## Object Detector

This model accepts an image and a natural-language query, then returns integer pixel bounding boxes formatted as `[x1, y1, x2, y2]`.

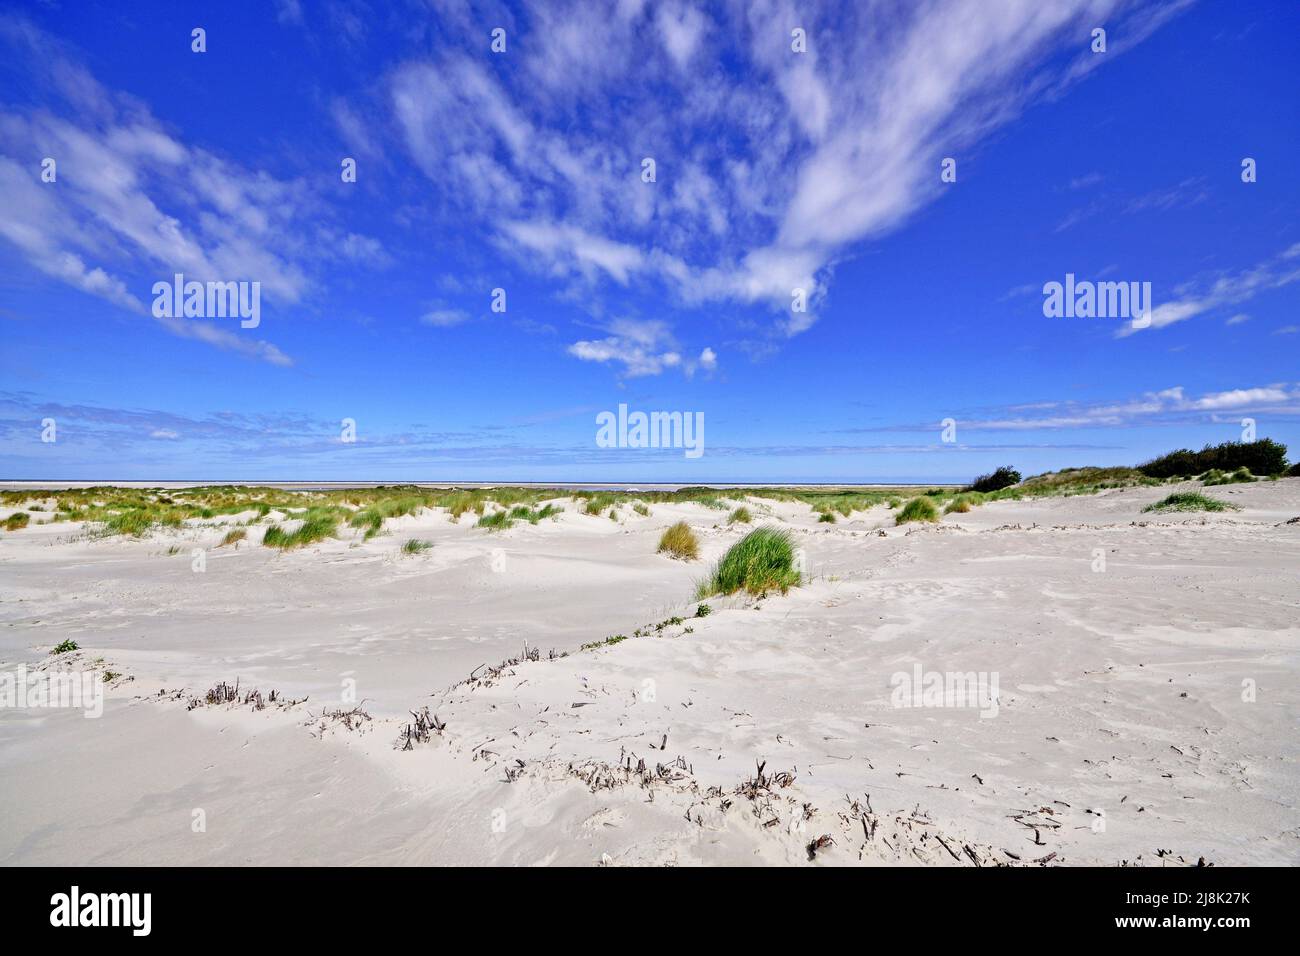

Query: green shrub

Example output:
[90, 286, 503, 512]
[1140, 439, 1287, 480]
[658, 521, 699, 560]
[817, 511, 836, 523]
[52, 639, 79, 655]
[4, 512, 30, 531]
[729, 506, 752, 524]
[966, 467, 1021, 493]
[896, 497, 940, 524]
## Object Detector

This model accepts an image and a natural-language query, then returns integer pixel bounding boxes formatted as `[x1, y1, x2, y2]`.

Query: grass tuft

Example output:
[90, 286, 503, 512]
[695, 526, 800, 599]
[943, 492, 984, 514]
[402, 538, 433, 554]
[896, 497, 940, 525]
[4, 512, 30, 531]
[657, 521, 699, 560]
[1142, 492, 1239, 514]
[1201, 466, 1256, 486]
[262, 508, 340, 549]
[477, 510, 513, 531]
[729, 506, 752, 524]
[219, 528, 246, 547]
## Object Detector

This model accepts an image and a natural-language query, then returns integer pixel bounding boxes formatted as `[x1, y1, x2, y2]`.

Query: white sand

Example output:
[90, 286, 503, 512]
[2, 481, 1297, 866]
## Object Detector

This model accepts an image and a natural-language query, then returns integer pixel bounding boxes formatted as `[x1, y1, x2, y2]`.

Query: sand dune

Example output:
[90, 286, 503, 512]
[2, 481, 1297, 865]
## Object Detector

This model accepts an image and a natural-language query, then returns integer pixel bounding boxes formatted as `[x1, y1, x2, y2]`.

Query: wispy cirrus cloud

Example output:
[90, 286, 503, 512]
■ ■ ■ ■ ■
• _What to produce_: For the entries above, return an exact copy that omits the images.

• _Task result_:
## Object Detector

This model accepts an image and a natural-language query, then returns integer pixel bounding boxes formatted as `[x1, y1, x2, y2]`.


Query: green shrub

Example output:
[90, 286, 503, 512]
[1140, 439, 1287, 480]
[658, 521, 699, 560]
[817, 511, 836, 523]
[52, 639, 79, 655]
[4, 512, 30, 531]
[729, 506, 752, 524]
[966, 467, 1021, 493]
[896, 497, 940, 524]
## Object Detector

This model accepts an image and a natural-language query, then returns integer pixel bounding boxes formatted as `[x1, y1, x2, y2]`.

Query: grass tuft

Example output:
[90, 286, 503, 512]
[695, 526, 800, 599]
[943, 492, 984, 514]
[402, 538, 433, 554]
[896, 497, 940, 525]
[4, 512, 30, 531]
[657, 521, 699, 560]
[1142, 492, 1239, 514]
[1201, 466, 1256, 486]
[262, 508, 340, 549]
[477, 510, 513, 531]
[729, 506, 752, 524]
[219, 528, 246, 547]
## Object Detector

This model accepts an image and a natural-language query, then returns integer pixel bounding boxes formatted as `[x1, y1, x2, y2]`.

Query: white sand

Example output:
[90, 286, 503, 512]
[2, 481, 1297, 866]
## Object Detector

This model accepts an image and a natural-language query, then returns integer pixel bounding boxes formatted as `[x1, y1, x2, y2]`.

Query: sand dune

Example output:
[90, 286, 503, 512]
[2, 481, 1297, 865]
## Object Detector

This model accepts an image and a natural-language query, then returns integer pixel bounding boxes formatted as `[x1, y1, x2, y2]`.

Query: wispy cirrus cloud

Example output:
[90, 286, 503, 512]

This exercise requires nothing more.